_PROBLEM DESCRIPTION_. Every entry below is to be copied exactly, with nothing left out.

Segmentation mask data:
━━━━━━

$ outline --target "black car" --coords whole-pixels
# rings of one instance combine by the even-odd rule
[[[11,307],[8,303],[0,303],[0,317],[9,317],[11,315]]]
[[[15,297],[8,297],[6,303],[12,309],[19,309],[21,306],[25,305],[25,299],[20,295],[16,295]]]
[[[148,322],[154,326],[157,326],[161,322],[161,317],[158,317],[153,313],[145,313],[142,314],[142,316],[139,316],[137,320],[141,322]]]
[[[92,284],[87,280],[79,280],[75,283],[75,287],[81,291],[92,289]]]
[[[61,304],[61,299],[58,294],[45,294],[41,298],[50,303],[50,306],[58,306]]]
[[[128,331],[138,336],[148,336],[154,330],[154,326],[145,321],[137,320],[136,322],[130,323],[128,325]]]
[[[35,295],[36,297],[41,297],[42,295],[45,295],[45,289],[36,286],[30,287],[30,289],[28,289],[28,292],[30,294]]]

━━━━━━

_ANSWER TO THIS TASK_.
$ outline --target "black car" --coords whole-pixels
# rings of one instance combine by the even-odd rule
[[[11,307],[8,303],[0,303],[0,317],[9,317],[11,315]]]
[[[15,297],[8,297],[6,303],[12,309],[19,309],[21,306],[25,305],[25,299],[20,295],[16,295]]]
[[[148,322],[154,326],[157,326],[161,322],[161,317],[158,317],[153,313],[145,313],[142,314],[142,316],[139,316],[137,320],[141,322]]]
[[[92,284],[87,280],[79,280],[75,283],[75,287],[81,291],[92,289]]]
[[[61,304],[61,299],[58,294],[45,294],[41,298],[50,303],[50,306],[58,306]]]
[[[128,331],[138,336],[148,336],[154,330],[154,326],[145,321],[137,320],[136,322],[130,323],[128,325]]]
[[[35,295],[36,297],[41,297],[42,295],[45,295],[45,289],[36,286],[30,287],[30,289],[28,289],[28,292],[30,294]]]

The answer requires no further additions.